> [What is asked] Copy every one of the entries below word for word.

====== Exercise materials

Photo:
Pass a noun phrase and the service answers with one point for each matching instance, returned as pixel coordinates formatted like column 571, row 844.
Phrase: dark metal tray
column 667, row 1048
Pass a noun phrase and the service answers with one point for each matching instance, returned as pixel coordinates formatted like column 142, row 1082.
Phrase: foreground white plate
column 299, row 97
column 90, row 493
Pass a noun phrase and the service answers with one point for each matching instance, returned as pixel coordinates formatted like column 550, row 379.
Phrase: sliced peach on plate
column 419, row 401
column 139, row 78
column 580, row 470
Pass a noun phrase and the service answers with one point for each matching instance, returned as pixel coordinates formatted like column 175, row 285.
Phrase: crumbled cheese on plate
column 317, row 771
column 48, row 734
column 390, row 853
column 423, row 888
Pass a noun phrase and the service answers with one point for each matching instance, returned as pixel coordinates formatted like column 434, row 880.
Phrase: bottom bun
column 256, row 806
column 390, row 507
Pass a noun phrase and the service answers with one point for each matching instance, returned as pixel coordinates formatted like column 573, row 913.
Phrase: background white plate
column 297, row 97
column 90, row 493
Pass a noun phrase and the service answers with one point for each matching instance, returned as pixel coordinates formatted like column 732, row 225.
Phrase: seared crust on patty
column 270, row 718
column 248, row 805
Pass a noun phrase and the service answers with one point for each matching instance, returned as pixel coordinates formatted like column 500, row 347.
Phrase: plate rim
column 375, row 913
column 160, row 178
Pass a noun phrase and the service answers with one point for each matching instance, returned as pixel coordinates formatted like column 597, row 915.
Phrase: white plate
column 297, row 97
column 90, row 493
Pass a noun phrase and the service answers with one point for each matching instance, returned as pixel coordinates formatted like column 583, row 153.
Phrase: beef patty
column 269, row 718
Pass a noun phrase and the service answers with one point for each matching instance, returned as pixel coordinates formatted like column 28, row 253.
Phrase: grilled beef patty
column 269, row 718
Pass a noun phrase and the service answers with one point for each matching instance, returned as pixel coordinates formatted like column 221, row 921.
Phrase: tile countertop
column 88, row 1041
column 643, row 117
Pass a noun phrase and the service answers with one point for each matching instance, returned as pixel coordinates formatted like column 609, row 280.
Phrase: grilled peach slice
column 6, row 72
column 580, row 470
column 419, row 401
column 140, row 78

============

> [Full output]
Photo:
Pass a noun phrase and the service answers with one point for each matching instance, returned as pixel coordinates formatted like column 571, row 844.
Phrase: dark metal tray
column 667, row 1048
Pass a noun phrase and the service answers with one point for each matching instance, returned as pixel coordinates formatted like column 142, row 1082.
Phrase: foreground white plate
column 299, row 97
column 90, row 493
Pass a noun phrase and the service answers with one point for each matching instance, returned as pixel coordinates formatted like column 550, row 379.
Phrase: sliced peach on plate
column 419, row 401
column 139, row 78
column 580, row 470
Pass a noun phrase and the service answers with one point for each matching instance, returned as pixel coordinates formatted like column 175, row 285.
Phrase: crumbled cheese on plate
column 317, row 771
column 48, row 734
column 390, row 853
column 423, row 888
Pass a noun phrase and the service answers with one point for each matching instance, returned as pixel coordinates formatted like column 434, row 880.
Phrase: bottom bun
column 256, row 806
column 390, row 507
Pass a noun phrase and the service answers with one point for each matching instance, returned as pixel coordinates formatted like column 573, row 913.
Phrase: background white plate
column 297, row 97
column 90, row 493
Pass a noun phrase and the service answers with one point for each matching instance, returned as pixel coordinates formatted like column 732, row 225.
Phrase: seared crust on patty
column 270, row 718
column 248, row 805
Pass a noun phrase and the service answers with one point for each matching instance, returned as pixel coordinates formatted like column 500, row 347.
Phrase: plate rim
column 375, row 913
column 160, row 178
Pass a noun phrase and the service answers with one point for each matching instance, returned as pixel coordinates formatted like column 597, row 915.
Phrase: white plate
column 297, row 97
column 90, row 493
Pass a noun phrase and the service answers with one point for each matching instance, returned as pixel coordinates formatted like column 583, row 153.
Phrase: beef patty
column 269, row 718
Pass a noun phrase and the service answers with one point for each matching instance, returned as pixel coordinates formatted like column 28, row 253.
Phrase: grilled beef patty
column 269, row 718
Pass a noun phrase and the service answers with one point for each matching instance, returned as pixel coordinates formatted like column 221, row 921.
Phrase: tile countertop
column 88, row 1041
column 643, row 117
Pass a noun phrase and the service answers with one point for each matching instance, returned as pixel coordinates formatted like column 609, row 280.
Phrase: grilled peach slice
column 6, row 72
column 580, row 470
column 419, row 401
column 140, row 78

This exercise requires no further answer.